They Might Be Giants #38

Innocence Mission makes me feel healed: Birds of my Neighborhood and Befriended. It’s safe and caring. Morrissey and The Smiths make me feel healed too, though the darkness is more addressed—cathartic as in going through the pain to get to the other side. With Innocence Mission, the pain is off-stage. And the lyrics are beautiful.

I love Bach for St Matthew’s Passion and more. David Bowie will always have a special place in my heart, and Hunky Dory might be my favorite album of all time. The music of The Mountain Goats is raw, stark. “Golden Boy Peanuts” may be the most moving song I’ve ever heard. But I’ve only just started listening to the Mountain Goats.

They Might Be Giants is my favorite band because of their creativity, which is pure genius. No one else is so consistently funny, and funny in the best way, a humor that helps me see life anew and stimulates me as validly as anything serious. I feel I can live. Their lyrics are often dark, often about death, but the humor makes me feel I can face it. The two Johns are like friends to me, and we can talk about these things.

Part of a data file
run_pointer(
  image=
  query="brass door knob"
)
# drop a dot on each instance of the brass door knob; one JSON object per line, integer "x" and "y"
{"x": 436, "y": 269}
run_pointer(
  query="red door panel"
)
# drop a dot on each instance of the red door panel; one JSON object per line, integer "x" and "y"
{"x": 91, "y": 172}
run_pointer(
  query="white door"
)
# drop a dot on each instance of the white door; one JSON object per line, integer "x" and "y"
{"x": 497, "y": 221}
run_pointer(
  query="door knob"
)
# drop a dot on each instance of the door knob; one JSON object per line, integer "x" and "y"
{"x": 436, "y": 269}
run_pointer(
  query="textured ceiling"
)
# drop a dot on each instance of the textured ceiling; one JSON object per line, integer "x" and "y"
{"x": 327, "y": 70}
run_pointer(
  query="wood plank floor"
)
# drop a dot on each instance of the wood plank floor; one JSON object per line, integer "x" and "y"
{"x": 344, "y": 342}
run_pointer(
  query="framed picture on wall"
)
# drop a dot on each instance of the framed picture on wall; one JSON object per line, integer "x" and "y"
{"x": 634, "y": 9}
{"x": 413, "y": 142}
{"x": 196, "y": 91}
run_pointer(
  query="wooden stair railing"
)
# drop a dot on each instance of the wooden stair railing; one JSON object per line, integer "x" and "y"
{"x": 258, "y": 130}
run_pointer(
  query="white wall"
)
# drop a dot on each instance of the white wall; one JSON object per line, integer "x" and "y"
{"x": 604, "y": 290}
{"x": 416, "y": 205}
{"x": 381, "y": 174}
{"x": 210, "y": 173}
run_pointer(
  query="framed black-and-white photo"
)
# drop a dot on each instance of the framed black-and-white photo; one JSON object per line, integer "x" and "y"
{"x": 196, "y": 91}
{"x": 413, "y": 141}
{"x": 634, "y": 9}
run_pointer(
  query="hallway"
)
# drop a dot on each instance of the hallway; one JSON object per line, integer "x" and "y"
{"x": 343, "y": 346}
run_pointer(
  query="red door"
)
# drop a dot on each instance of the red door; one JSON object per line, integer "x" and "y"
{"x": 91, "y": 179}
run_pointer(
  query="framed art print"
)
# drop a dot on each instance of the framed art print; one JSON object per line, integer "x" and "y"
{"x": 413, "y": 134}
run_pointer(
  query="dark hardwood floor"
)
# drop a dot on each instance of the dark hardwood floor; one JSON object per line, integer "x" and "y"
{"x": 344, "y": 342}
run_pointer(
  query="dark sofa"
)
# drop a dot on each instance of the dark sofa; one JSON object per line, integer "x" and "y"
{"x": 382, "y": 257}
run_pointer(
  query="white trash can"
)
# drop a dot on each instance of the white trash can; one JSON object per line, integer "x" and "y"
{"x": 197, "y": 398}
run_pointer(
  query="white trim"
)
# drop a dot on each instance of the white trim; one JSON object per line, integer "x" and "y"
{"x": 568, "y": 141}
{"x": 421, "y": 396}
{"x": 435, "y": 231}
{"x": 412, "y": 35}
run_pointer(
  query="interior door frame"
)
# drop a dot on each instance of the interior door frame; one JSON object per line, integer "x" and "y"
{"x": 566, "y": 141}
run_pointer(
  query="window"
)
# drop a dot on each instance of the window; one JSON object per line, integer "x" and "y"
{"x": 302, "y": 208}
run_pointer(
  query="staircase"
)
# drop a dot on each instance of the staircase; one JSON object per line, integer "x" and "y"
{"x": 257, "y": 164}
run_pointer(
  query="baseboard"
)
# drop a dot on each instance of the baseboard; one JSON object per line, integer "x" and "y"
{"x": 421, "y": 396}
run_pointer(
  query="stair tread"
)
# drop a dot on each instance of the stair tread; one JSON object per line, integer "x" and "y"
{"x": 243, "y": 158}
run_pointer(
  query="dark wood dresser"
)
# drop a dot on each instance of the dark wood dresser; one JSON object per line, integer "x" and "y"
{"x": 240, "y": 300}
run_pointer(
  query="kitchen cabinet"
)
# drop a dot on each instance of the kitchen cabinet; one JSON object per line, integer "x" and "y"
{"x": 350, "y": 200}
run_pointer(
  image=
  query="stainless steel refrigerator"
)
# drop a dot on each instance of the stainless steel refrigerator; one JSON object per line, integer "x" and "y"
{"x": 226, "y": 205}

## WRITTEN INSTRUCTION 1
Please reproduce the whole music reflection above, word for word.
## WRITTEN INSTRUCTION 2
List each line of the listing that includes the string "baseboard", matching case exactly.

## OUTPUT 1
They Might Be Giants #38

Innocence Mission makes me feel healed: Birds of my Neighborhood and Befriended. It’s safe and caring. Morrissey and The Smiths make me feel healed too, though the darkness is more addressed—cathartic as in going through the pain to get to the other side. With Innocence Mission, the pain is off-stage. And the lyrics are beautiful.

I love Bach for St Matthew’s Passion and more. David Bowie will always have a special place in my heart, and Hunky Dory might be my favorite album of all time. The music of The Mountain Goats is raw, stark. “Golden Boy Peanuts” may be the most moving song I’ve ever heard. But I’ve only just started listening to the Mountain Goats.

They Might Be Giants is my favorite band because of their creativity, which is pure genius. No one else is so consistently funny, and funny in the best way, a humor that helps me see life anew and stimulates me as validly as anything serious. I feel I can live. Their lyrics are often dark, often about death, but the humor makes me feel I can face it. The two Johns are like friends to me, and we can talk about these things.

## OUTPUT 2
  query="baseboard"
# drop a dot on each instance of the baseboard; one JSON object per line, integer "x" and "y"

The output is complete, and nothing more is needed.